**PROBLEM:** Substitute "field survey" for every "scouting log" in the material below, and write it all out again with nothing else changed.

**INPUT RECORDS:**

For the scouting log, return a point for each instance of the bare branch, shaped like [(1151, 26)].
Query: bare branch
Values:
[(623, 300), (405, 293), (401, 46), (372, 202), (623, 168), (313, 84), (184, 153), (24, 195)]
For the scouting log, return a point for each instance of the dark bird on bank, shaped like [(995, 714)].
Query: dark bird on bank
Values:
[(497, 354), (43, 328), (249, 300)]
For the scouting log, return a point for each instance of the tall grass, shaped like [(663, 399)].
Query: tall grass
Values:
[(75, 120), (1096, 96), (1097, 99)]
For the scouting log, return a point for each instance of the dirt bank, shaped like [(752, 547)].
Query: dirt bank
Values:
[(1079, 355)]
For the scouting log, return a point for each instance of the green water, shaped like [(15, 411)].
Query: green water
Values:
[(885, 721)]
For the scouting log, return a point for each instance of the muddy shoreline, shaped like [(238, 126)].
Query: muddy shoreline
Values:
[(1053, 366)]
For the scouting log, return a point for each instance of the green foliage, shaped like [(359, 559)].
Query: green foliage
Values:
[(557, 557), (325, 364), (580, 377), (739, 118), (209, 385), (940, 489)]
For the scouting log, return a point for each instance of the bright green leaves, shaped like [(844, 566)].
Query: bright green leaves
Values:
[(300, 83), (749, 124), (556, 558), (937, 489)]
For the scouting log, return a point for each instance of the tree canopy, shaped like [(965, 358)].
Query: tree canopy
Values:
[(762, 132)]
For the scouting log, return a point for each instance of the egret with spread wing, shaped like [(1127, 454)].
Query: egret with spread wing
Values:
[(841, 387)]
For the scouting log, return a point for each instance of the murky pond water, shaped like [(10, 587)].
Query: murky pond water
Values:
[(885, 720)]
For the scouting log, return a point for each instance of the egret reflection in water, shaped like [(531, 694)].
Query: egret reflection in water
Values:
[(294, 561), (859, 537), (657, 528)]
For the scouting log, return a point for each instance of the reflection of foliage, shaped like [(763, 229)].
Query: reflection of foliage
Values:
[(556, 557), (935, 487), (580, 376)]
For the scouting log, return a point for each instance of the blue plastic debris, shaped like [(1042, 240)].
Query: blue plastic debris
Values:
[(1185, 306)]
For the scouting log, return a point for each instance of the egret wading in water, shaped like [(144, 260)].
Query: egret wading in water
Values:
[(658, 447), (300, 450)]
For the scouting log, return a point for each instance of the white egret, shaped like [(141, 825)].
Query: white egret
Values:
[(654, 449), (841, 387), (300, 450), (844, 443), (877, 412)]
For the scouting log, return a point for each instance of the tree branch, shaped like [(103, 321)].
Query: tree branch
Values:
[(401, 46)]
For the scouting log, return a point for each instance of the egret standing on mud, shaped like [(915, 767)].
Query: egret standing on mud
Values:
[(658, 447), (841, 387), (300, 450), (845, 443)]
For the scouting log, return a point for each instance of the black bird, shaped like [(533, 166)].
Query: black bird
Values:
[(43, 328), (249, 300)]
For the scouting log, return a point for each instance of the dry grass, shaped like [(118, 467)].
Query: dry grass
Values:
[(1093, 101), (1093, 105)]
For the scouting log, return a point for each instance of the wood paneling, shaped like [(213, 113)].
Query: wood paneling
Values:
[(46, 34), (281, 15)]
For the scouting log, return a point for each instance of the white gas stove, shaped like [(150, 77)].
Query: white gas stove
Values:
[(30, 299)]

**ANSWER:**
For the field survey, return a point for each instance of the bare branch, shaped like [(1151, 26)].
Query: bare branch
Values:
[(623, 300), (405, 293), (401, 46), (372, 202), (623, 168), (313, 84), (184, 153), (24, 195)]
For the field survey, return a point for each instance of the dark bird on bank, shaped like [(995, 714)].
Query: dark bird on bank
Values:
[(497, 354), (43, 328), (249, 300)]
For the field survey, return a point for each instance of the tall grass, shaped like [(663, 399)].
Query: tall grass
Values:
[(75, 120), (1096, 96), (1097, 99)]
For the field survey, return a point for each instance of the dirt bank, shaped like [(752, 547)].
Query: dirt bank
Values:
[(1079, 355)]
For the field survey, return a point for each instance of the green water, shaped like [(15, 411)].
Query: green water
Values:
[(885, 721)]
For the field survey, return a point for each instance of the muddy shoreline, shaped like [(238, 126)].
Query: muddy shoreline
Values:
[(1053, 366)]
For the field survey, return a point for each instance of the green foliage, shaped like [(359, 559)].
Query: green foliage
Values:
[(557, 557), (325, 364), (580, 377), (739, 118), (209, 385), (940, 489)]
For the field survey, return a point for each instance of the bright green leaves, shaped like [(844, 566)].
Query: bright green leaves
Values:
[(300, 83), (749, 124), (556, 558), (937, 489)]
For the field survey, return a point for each instance of the tree canopy, shaped like [(965, 358)].
Query: tree canopy
Values:
[(762, 132)]
For the field survey, return a point for each instance of the egret with spread wing, shaped like [(1127, 454)].
Query: egret with spread wing
Values:
[(841, 387)]
For the field survey, return a point for each instance of the murky pond water, shaped like [(10, 587)].
Query: murky pond water
Values:
[(885, 720)]
For the field survey, return a point for each instance of the egret reflection in water, shaped like [(531, 694)].
Query: egret reflection in water
Values:
[(294, 561), (859, 537), (657, 528)]
For the field survey, return a point for each instance of the reflection of foliage, shaped like [(763, 229)].
Query: reflection of foliage
Values:
[(556, 557), (935, 487), (580, 376)]
For the field survey, return a point for each instance of the blue plastic debris, shaped like [(1042, 240)].
Query: blue plastic debris
Values:
[(1185, 306)]
For the field survey, return a point for each instance of the egret wading in water, shaped like [(144, 260)].
Query: egret wading in water
Values:
[(658, 447), (300, 450)]
For the field survey, return a point for each instance of the white egret, shaped like [(141, 825)].
Query: white egret
Values:
[(654, 449), (841, 387), (300, 450), (844, 443), (877, 412)]
For the field survey, return a point for each instance of the tree branch, shaped like [(103, 321)].
Query: tree branch
Values:
[(401, 46)]
For the field survey, return a point for each instance of the egret standing on mud, shaped like [(915, 767)].
Query: egret standing on mud
Values:
[(658, 447), (841, 387), (300, 450), (845, 443)]
For the field survey, return a point for each instance of the black bird, shaped like [(533, 166)].
Query: black bird
Values:
[(43, 328), (249, 300)]
For the field survey, return a point for each instance of the dry grass, shaped like [(118, 467)].
Query: dry grass
Values:
[(1093, 101), (1093, 105)]
For the field survey, return a point for each instance of the wood paneling, shaped like [(213, 113)].
Query: wood paneling
Values:
[(46, 34), (281, 15)]
For the field survey, return a point for each instance of the white gas stove, shaped like [(150, 77)].
Query: white gas stove
Values:
[(30, 299)]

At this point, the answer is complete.